■ WORK TO COMPLETE: Word for word, restate each entry in the listing below.

■ RECORD SET:
========
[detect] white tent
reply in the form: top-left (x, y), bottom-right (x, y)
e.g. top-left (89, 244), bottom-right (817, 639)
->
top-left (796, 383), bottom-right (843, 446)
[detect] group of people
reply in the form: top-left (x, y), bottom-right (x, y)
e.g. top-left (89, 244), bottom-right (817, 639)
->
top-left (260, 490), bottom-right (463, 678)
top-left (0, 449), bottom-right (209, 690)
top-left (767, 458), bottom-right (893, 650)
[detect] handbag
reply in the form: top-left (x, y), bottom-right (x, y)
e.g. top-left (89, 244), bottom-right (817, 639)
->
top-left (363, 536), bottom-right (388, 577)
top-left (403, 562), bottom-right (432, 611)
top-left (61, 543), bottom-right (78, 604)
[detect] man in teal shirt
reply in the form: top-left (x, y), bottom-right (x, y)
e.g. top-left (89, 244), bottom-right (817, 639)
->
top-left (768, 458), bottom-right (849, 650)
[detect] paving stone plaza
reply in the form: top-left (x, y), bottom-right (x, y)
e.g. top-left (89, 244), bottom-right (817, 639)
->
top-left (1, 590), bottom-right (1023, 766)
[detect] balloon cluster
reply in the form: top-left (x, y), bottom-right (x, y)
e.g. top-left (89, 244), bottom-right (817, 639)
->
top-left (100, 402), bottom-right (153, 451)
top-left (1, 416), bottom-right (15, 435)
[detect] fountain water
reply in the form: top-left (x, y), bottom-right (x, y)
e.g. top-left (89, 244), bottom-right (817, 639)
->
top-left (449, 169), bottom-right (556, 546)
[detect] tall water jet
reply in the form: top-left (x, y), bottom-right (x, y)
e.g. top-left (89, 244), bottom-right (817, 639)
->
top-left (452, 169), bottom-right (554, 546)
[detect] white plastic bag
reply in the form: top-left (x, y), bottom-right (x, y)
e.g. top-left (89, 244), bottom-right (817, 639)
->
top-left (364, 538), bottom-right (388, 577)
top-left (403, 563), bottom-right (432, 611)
========
■ RESULT:
[detect] white tent
reply in the form: top-left (x, y), bottom-right (x, y)
e.g. top-left (89, 244), bottom-right (817, 639)
->
top-left (796, 383), bottom-right (843, 446)
[detect] group of people
reply in the form: top-left (x, y), bottom-right (x, y)
e.g. top-left (89, 244), bottom-right (817, 639)
->
top-left (260, 490), bottom-right (463, 678)
top-left (0, 449), bottom-right (209, 690)
top-left (767, 458), bottom-right (893, 650)
[detect] handbag
reply in the form: top-left (x, y), bottom-right (x, y)
e.g. top-left (89, 244), bottom-right (817, 639)
->
top-left (363, 536), bottom-right (388, 577)
top-left (403, 562), bottom-right (432, 611)
top-left (61, 543), bottom-right (78, 604)
[detect] man in teal shirt
reply in the form: top-left (x, y), bottom-right (x, y)
e.g. top-left (89, 244), bottom-right (817, 639)
->
top-left (768, 458), bottom-right (849, 650)
[detect] paving stone plaza
reply in the form: top-left (x, y), bottom-right (x, y)
e.g. top-left (89, 244), bottom-right (817, 639)
->
top-left (1, 590), bottom-right (1023, 766)
[detect] balloon cluster
reply in the form: top-left (x, y), bottom-right (x, y)
e.g. top-left (89, 244), bottom-right (817, 639)
->
top-left (100, 402), bottom-right (153, 451)
top-left (1, 416), bottom-right (15, 435)
[detect] fountain water
reply in the form: top-left (x, y), bottom-right (x, y)
e.g. top-left (89, 244), bottom-right (817, 639)
->
top-left (449, 169), bottom-right (556, 546)
[detect] tall water jet
reply in the form: top-left (x, y), bottom-right (x, y)
e.g. top-left (89, 244), bottom-right (817, 639)
->
top-left (452, 169), bottom-right (554, 546)
[detect] white plastic bag
reply in the form: top-left (x, y), bottom-right (x, y)
e.g. top-left (89, 244), bottom-right (817, 639)
->
top-left (364, 538), bottom-right (388, 577)
top-left (403, 563), bottom-right (432, 611)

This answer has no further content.